● What is expected:
Print the data below verbatim, leaving out the pictures.

Entries on locating named things:
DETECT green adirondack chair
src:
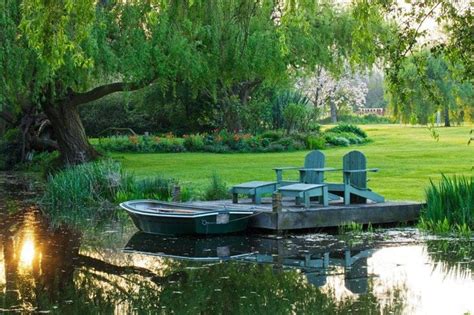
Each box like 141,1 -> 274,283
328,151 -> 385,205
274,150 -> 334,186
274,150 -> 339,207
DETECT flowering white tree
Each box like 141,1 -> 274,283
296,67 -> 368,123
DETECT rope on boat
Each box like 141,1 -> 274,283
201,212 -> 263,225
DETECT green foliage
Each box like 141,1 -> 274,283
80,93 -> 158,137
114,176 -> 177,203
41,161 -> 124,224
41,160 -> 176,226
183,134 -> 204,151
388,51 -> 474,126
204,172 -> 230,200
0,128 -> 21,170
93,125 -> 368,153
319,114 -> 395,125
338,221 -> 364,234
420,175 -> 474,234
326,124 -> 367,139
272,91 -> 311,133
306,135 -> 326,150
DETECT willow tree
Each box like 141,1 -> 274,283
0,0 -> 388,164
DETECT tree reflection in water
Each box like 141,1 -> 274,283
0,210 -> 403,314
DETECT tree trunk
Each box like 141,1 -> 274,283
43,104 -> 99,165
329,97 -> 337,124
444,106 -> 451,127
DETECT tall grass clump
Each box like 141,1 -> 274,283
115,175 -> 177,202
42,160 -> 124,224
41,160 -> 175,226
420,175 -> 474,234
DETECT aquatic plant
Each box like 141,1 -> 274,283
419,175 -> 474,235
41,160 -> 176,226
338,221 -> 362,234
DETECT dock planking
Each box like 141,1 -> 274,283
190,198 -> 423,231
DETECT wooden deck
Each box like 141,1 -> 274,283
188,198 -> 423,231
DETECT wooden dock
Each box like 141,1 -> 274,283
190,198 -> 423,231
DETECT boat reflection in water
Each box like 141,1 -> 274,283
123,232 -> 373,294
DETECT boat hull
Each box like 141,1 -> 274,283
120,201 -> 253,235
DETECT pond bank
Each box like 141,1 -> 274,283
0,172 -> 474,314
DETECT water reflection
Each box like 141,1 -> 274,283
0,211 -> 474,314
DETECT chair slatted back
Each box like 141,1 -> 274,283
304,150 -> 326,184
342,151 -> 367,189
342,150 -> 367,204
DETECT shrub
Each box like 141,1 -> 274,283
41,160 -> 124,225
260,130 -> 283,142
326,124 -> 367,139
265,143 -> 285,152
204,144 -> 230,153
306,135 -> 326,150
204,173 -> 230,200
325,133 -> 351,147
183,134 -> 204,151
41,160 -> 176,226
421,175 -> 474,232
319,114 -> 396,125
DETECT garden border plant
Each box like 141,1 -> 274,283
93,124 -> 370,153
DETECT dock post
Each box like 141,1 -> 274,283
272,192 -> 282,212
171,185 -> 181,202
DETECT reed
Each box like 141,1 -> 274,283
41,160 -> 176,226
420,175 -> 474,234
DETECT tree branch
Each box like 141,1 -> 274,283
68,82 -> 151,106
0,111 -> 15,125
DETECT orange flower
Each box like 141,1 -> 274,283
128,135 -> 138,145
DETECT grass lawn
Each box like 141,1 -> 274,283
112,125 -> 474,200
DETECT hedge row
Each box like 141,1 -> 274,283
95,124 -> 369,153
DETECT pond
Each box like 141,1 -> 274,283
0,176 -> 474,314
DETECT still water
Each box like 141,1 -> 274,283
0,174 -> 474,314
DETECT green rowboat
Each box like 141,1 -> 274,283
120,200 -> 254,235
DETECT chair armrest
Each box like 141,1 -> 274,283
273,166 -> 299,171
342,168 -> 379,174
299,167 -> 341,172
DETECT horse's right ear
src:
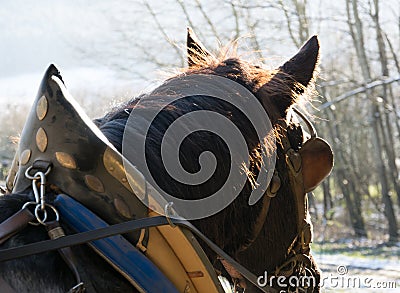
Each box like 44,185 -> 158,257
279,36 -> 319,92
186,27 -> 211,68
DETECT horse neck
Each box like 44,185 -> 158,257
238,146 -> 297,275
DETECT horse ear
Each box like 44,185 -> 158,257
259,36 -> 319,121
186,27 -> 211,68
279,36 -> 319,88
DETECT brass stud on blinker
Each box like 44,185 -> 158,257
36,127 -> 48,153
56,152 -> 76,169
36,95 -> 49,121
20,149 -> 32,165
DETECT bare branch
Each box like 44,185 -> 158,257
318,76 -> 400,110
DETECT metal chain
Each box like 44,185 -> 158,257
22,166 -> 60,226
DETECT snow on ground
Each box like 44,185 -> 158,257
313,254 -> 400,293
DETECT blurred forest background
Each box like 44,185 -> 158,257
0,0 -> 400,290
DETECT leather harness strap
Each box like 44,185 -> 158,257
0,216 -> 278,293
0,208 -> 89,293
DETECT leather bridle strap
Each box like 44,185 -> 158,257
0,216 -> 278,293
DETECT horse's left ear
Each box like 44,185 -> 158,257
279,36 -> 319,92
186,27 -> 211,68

● Finished task:
DETECT green adirondack chair
src:
Each box like 141,1 -> 274,283
328,151 -> 385,205
274,150 -> 334,186
274,150 -> 339,207
DETECT flowering white tree
Each box like 141,1 -> 274,283
296,67 -> 368,123
DETECT rope on boat
Each box like 141,1 -> 274,283
201,212 -> 263,225
DETECT green foliage
Each box like 141,1 -> 274,283
80,93 -> 158,137
114,176 -> 177,203
41,161 -> 124,224
41,160 -> 176,226
183,134 -> 204,151
388,51 -> 474,126
204,172 -> 230,200
0,128 -> 21,170
93,125 -> 368,153
319,114 -> 395,125
338,221 -> 364,234
420,175 -> 474,234
326,124 -> 367,139
272,91 -> 311,133
306,135 -> 326,150
DETECT willow tree
Each box like 141,1 -> 274,283
0,0 -> 388,164
DETECT tree reflection in water
Each box like 141,1 -> 274,283
0,210 -> 403,314
DETECT tree trunk
Each box like 141,1 -> 274,283
43,104 -> 99,165
329,97 -> 337,124
444,106 -> 451,127
DETECT tall grass clump
Each box like 141,1 -> 274,283
115,175 -> 177,202
42,160 -> 124,224
41,160 -> 175,226
420,175 -> 474,234
DETECT aquatic plant
Each box like 141,1 -> 274,283
419,175 -> 474,235
41,160 -> 176,226
338,221 -> 362,234
DETECT dock planking
Each box like 141,1 -> 274,283
190,198 -> 423,231
DETECT wooden deck
Each box like 141,1 -> 274,283
188,198 -> 423,231
DETECT wooden dock
Each box like 141,1 -> 274,283
190,198 -> 423,231
DETECT boat reflection in water
Each box like 141,1 -> 274,283
123,232 -> 373,294
DETECT boat hull
Each box like 141,1 -> 274,283
120,201 -> 253,235
DETECT pond bank
Each box like 141,1 -> 274,283
0,172 -> 474,314
DETECT water reflection
Each box like 141,1 -> 274,283
0,211 -> 474,314
DETECT chair slatted back
Each box like 141,1 -> 274,283
304,150 -> 326,184
342,151 -> 367,189
342,150 -> 367,204
DETECT shrub
Each box like 141,1 -> 274,283
41,160 -> 124,225
260,130 -> 283,142
326,124 -> 367,139
265,143 -> 285,152
204,144 -> 230,153
306,135 -> 326,150
204,173 -> 230,200
325,133 -> 351,147
183,134 -> 204,151
41,160 -> 176,226
421,175 -> 474,232
319,114 -> 396,125
DETECT garden border plant
Each box like 141,1 -> 274,283
93,124 -> 370,153
DETECT dock post
Each box like 141,1 -> 274,283
272,192 -> 282,212
171,185 -> 181,202
DETECT reed
Each box like 141,1 -> 274,283
41,160 -> 176,226
420,175 -> 474,234
DETECT tree branch
Each box like 141,1 -> 274,283
68,82 -> 151,106
0,111 -> 15,125
DETECT orange flower
Each box like 141,1 -> 274,283
128,135 -> 138,145
DETECT grass lawn
Each box like 141,1 -> 274,283
112,125 -> 474,200
DETECT hedge row
Each box like 141,1 -> 274,283
95,124 -> 369,153
DETECT pond
Each box like 141,1 -> 274,283
0,176 -> 474,314
DETECT still water
Each box like 141,1 -> 274,283
0,174 -> 474,314
DETECT green rowboat
Each box like 141,1 -> 274,283
120,200 -> 254,235
DETECT chair armrest
Each box like 141,1 -> 274,283
273,166 -> 299,171
342,168 -> 379,174
299,167 -> 341,172
DETECT horse's right ear
src:
Each box like 44,185 -> 158,257
279,36 -> 319,92
186,27 -> 211,68
DETECT horse neck
Each box like 44,185 -> 158,257
238,146 -> 297,275
DETECT horse ear
Each box like 44,185 -> 158,257
259,36 -> 319,121
186,27 -> 211,68
279,36 -> 319,88
DETECT brass stud on blinker
Each box like 44,185 -> 158,257
36,127 -> 48,153
56,152 -> 76,169
36,95 -> 49,121
20,149 -> 32,165
DETECT bare branch
Each box like 44,185 -> 158,257
318,76 -> 400,110
DETECT metal chain
Each box like 44,185 -> 158,257
22,166 -> 60,226
DETECT snow on ground
Each box like 44,185 -> 158,257
313,254 -> 400,293
DETECT blurred forest background
Each box like 44,185 -> 158,257
0,0 -> 400,290
DETECT leather harness strap
Each box like 44,185 -> 158,257
0,216 -> 278,293
0,208 -> 89,293
DETECT leather bridle strap
Each box like 44,185 -> 158,257
0,216 -> 278,293
DETECT horse's left ear
Each box like 44,185 -> 158,257
279,36 -> 319,92
186,27 -> 211,68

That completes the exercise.